* begin AVAILABLE RECORDS *

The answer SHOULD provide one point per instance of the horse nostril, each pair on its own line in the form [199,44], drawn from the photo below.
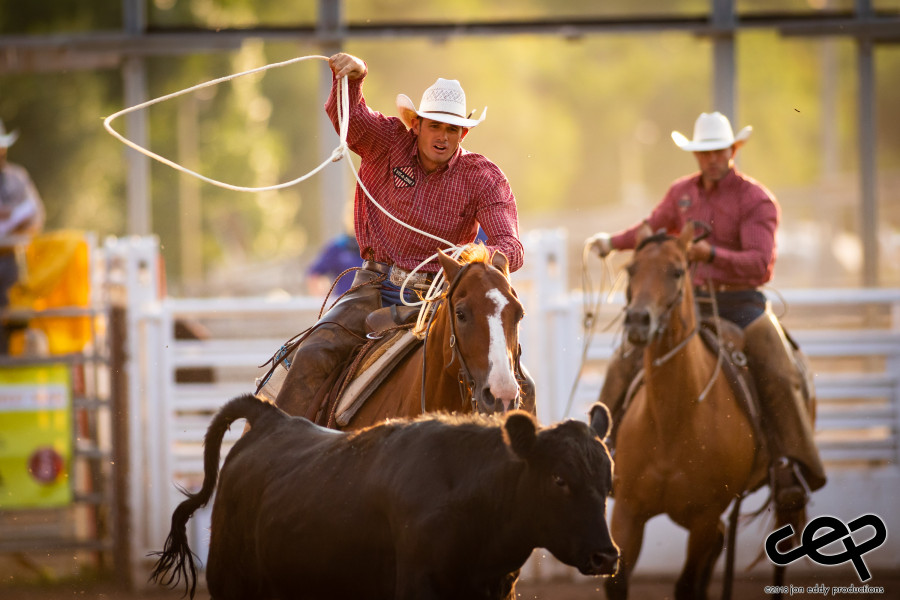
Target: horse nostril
[489,401]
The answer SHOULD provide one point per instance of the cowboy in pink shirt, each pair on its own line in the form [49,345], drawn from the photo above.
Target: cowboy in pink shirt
[416,170]
[735,259]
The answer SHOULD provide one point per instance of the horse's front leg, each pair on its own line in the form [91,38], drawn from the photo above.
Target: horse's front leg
[627,530]
[706,538]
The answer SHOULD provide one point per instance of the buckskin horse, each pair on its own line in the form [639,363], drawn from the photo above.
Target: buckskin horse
[467,361]
[686,447]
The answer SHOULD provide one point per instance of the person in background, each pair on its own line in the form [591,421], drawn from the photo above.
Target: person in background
[416,168]
[21,214]
[338,255]
[733,263]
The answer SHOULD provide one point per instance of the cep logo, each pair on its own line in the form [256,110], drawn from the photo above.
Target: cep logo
[836,530]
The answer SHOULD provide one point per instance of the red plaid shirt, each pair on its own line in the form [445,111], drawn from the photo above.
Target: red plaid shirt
[449,203]
[743,216]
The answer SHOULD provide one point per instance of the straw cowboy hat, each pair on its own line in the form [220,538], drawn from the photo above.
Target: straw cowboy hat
[7,139]
[445,101]
[712,131]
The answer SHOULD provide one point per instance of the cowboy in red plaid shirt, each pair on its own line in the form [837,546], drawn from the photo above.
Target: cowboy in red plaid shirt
[736,259]
[415,168]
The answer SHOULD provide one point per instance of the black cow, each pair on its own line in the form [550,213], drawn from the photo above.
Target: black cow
[437,507]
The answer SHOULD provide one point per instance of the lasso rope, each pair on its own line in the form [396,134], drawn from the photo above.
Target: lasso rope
[339,152]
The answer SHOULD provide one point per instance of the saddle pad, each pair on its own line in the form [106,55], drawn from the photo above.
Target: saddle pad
[375,368]
[273,384]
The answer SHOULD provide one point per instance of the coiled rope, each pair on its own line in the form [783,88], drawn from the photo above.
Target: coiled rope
[337,154]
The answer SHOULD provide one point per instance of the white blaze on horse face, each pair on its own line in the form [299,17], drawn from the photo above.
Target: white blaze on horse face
[501,379]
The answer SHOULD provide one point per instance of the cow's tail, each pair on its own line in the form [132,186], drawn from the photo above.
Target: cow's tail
[177,561]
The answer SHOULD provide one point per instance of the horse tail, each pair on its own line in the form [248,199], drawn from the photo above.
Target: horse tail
[177,561]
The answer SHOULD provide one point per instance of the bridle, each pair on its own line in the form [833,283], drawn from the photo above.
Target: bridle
[667,314]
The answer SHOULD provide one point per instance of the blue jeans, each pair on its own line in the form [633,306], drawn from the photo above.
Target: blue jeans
[740,307]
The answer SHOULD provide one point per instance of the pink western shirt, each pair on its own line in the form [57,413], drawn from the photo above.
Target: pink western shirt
[743,216]
[449,203]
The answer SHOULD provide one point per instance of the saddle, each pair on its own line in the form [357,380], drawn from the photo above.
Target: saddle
[724,338]
[391,340]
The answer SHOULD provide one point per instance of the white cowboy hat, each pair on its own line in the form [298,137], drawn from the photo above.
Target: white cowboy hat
[712,131]
[445,101]
[7,139]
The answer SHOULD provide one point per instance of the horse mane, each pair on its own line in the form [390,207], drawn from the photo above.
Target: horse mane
[657,238]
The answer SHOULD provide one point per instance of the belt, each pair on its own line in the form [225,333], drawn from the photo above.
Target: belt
[397,276]
[714,287]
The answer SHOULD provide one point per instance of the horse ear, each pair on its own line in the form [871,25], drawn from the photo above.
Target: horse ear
[686,239]
[499,260]
[520,433]
[450,266]
[643,232]
[601,420]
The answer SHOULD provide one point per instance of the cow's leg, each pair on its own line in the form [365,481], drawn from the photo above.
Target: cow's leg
[627,531]
[706,537]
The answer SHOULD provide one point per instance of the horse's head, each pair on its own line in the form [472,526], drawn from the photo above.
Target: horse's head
[657,278]
[484,315]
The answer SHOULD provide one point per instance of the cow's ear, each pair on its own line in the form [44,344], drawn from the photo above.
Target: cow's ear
[520,432]
[601,420]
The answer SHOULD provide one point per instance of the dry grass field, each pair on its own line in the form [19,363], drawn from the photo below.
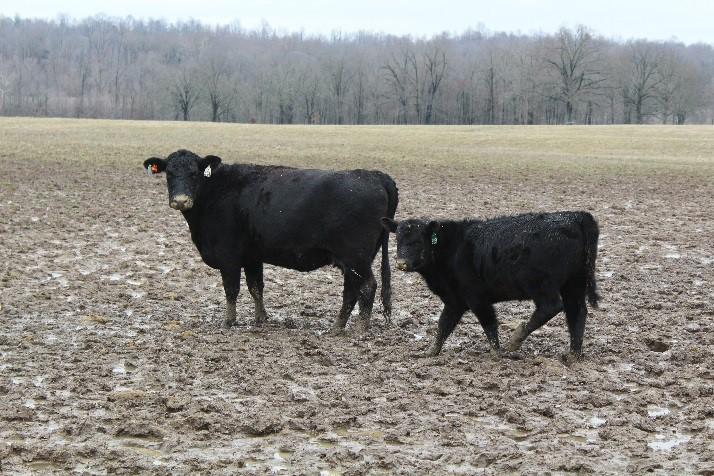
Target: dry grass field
[112,357]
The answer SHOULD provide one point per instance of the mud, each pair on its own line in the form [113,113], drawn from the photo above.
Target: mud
[113,358]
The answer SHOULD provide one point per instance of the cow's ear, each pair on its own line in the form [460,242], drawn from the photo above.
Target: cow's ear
[389,224]
[209,161]
[155,165]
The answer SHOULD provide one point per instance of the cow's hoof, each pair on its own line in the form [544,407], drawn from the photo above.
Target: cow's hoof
[516,339]
[362,327]
[336,331]
[496,353]
[571,358]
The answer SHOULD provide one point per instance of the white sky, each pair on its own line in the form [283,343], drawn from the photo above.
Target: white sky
[689,21]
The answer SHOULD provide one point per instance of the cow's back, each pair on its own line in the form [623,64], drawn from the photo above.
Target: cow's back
[305,209]
[515,255]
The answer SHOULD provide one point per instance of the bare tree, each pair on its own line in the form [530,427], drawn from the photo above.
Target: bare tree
[340,80]
[218,87]
[185,94]
[640,91]
[435,65]
[127,68]
[397,69]
[576,64]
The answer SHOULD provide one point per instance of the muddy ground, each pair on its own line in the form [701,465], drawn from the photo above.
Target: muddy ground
[113,359]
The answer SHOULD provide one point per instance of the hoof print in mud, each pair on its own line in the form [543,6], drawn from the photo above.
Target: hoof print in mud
[657,345]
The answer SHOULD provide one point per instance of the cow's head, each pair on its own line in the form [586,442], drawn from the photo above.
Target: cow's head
[415,242]
[185,173]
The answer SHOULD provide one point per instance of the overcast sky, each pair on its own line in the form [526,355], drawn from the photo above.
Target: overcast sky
[689,21]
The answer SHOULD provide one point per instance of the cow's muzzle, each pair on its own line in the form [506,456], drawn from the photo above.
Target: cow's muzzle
[181,202]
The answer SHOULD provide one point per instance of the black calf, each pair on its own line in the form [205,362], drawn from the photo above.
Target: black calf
[548,258]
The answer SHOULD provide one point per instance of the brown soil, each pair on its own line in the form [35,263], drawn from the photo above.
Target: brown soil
[112,357]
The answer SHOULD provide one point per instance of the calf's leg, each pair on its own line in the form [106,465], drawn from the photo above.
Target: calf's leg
[546,307]
[254,279]
[450,316]
[231,285]
[367,291]
[487,318]
[576,313]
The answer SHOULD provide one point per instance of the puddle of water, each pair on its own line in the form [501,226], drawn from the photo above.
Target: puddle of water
[663,442]
[44,466]
[119,369]
[144,445]
[597,422]
[572,438]
[655,412]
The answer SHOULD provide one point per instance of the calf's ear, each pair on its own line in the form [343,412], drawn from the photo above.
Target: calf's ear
[389,224]
[155,165]
[209,160]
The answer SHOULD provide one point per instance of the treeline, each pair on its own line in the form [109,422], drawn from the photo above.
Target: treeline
[132,69]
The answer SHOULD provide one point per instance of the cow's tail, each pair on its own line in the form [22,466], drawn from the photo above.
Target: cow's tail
[592,233]
[386,294]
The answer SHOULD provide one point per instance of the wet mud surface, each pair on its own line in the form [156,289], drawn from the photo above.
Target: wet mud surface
[113,359]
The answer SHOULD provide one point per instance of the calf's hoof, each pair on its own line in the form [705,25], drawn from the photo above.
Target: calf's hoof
[516,339]
[571,358]
[432,352]
[337,329]
[362,327]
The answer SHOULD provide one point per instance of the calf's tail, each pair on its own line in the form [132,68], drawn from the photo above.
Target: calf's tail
[393,199]
[592,233]
[386,278]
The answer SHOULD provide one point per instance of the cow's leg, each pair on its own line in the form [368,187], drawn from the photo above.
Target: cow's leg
[546,307]
[254,279]
[350,292]
[367,291]
[450,317]
[231,285]
[576,313]
[486,315]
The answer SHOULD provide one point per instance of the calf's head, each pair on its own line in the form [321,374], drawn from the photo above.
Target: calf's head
[186,172]
[415,242]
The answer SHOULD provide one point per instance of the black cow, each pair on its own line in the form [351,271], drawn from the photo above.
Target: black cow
[547,257]
[242,216]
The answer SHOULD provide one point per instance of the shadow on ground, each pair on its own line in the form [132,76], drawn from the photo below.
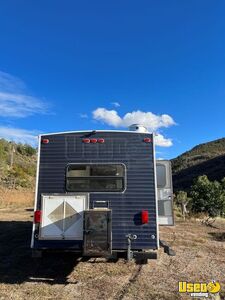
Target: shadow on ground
[16,263]
[218,236]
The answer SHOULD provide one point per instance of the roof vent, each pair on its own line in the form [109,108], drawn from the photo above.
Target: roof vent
[138,128]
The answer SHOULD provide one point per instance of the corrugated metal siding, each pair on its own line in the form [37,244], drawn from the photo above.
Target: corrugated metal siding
[127,148]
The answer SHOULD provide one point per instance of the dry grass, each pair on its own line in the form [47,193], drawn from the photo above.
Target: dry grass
[16,198]
[200,256]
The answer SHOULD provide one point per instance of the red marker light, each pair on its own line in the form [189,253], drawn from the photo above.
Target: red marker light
[147,140]
[86,141]
[144,217]
[94,141]
[101,141]
[45,141]
[37,216]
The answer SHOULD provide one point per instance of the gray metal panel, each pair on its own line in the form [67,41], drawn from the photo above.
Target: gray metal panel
[165,194]
[119,147]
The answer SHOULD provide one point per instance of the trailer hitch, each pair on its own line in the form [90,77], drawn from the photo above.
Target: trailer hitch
[130,237]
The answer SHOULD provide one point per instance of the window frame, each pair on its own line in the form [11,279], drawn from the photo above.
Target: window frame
[124,178]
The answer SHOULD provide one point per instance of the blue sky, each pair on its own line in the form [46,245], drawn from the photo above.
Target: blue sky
[73,65]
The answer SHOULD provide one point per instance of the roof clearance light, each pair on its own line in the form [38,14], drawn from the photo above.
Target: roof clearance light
[144,217]
[147,140]
[37,216]
[45,141]
[94,141]
[86,141]
[101,141]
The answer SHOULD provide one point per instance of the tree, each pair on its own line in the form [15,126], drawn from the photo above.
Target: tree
[208,197]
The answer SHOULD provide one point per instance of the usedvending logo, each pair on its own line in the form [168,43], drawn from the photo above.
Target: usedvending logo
[199,289]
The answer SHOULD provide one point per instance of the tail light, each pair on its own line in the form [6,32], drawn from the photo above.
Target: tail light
[101,141]
[144,217]
[37,216]
[94,141]
[86,141]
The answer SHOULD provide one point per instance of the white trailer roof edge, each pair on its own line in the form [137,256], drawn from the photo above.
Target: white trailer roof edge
[82,131]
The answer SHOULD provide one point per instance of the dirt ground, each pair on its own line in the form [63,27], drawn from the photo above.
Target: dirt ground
[200,256]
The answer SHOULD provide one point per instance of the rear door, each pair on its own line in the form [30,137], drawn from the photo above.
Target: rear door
[97,232]
[62,217]
[165,192]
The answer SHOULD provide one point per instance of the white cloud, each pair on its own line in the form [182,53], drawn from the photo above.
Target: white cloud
[148,119]
[152,121]
[84,116]
[161,141]
[19,135]
[14,99]
[109,117]
[116,104]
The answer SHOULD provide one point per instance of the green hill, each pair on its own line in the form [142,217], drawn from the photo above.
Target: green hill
[17,165]
[204,159]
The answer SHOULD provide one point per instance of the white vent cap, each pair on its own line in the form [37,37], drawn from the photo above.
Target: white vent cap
[138,128]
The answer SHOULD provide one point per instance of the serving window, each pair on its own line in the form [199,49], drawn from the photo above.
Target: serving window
[95,178]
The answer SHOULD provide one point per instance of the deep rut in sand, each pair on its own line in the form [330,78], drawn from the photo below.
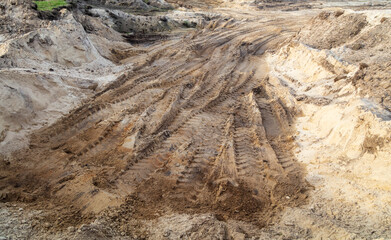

* end AVAILABLE RECORDS *

(TASK DIRECTIONS):
Reproduce word for word the lines from the one containing "The answer SHOULD provide one point per instance of the rear" through the end of the lines, both ends included. Leave out any pictures.

(SOLVED PROBLEM):
The answer SHOULD provide one point per instance of the rear door, each pair on its own line in the form [30,137], drawn from the photo above.
Target: rear door
[97,232]
[62,217]
[165,192]
The answer SHOULD provide one point per instance of the white cloud, each pair on its own line in the form [182,53], drawn from the photo above.
Target: white cloud
[148,119]
[152,121]
[84,116]
[161,141]
[19,135]
[14,99]
[109,117]
[116,104]
The answer SHOULD provide one point per instance of the green hill, each pair on its own line in the form [142,217], drawn from the photo above.
Target: green hill
[17,165]
[204,159]
The answer SHOULD provide one point per instance of the white vent cap, each pair on its own line in the form [37,37], drawn from the photo above.
Target: white vent cap
[138,128]
The answer SHOULD provide one point per instance of the serving window, each pair on its own line in the form [199,49], drawn from the photo above.
Target: serving window
[95,178]
The answer SHOULD provide one point per instance of the deep rut in sand, each pair on its own line in the form [330,78], drawn from the photo below.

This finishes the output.